**Work instructions:**
• A. Answer these about the post on the internship in Japan, one line each, marked the same way:
(i) How long did the internship last?
(ii) Which three things does the writer say are easy distractions?
(iii) Instead of smalltalk, what did the officemates seem to prefer communicating through?
• B. Write the next part of the post about the internship in Japan, starting after its last sentence.

Segment Start: Study text

Smart Guy Productivity Pitfalls - psykotic
http://bookofhook.blogspot.com/2013/03/smart-guy-productivity-pitfalls.html
======
cyanoacry
Last summer, I finished a 3-month internship in Japan, and it was the most
productive 3 months of my life.

I'm currently a college student, so my work ethic is a little poor.
Procrastination and "seeming busy" is standard fare for my day. It's far too
easy for me to get distracted by checking Facebook, Twitter, or even
tangential data sheets.

Yet, despite my bad habits, the environment at my job _forced_ me to get down
and churn through code. Some of my officemates could fit the salaryman
stereotype[1], but _all_ of them posessed a capability for relentless focus. I
initially tried to settle in by "shooting the breeze" and making smalltalk,
but they seemed to prefer communicating through their work: some code, but
more importantly, well-done demos.

In the span of those 3 months, while I always brought headphones with me, I
never ended up using them: the silence of the office carried a note of
tension, the sound of concentration. Listening to this proved to make me more
productive than I'd normally be, if I were listening to (even quiet) music.

Segment End: Study text
Segment Start: Supplied material

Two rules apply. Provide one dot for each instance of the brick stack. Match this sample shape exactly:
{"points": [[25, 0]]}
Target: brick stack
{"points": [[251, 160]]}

Segment End: Supplied material

**Your responses:**
• A.
(i) 3 months.
(ii) Checking Facebook, Twitter, or even tangential data sheets.
(iii) Their work: some code, but more importantly, well-done demos.

• B.
I came in expecting to be maybe 20% efficient, as the OP mentions: a few
minutes here, a half hour there. At the end, it was nearer to 75-80%: instead
of procrastinating, I set goals for myself to get things done, because that
was really the best way to get through to my neighbors.

While I don't think that this sort of pressure cooker environment is well-
suited for all people, I think it speaks volumes to how positive peer
pressure, in more ways than one, can force people to shape up. I'm not sure I
would've survived for a 6 months or a year, but it very quickly eliminated my
excuses. If everyone around you is working their best, it's hard not to get
dragged along.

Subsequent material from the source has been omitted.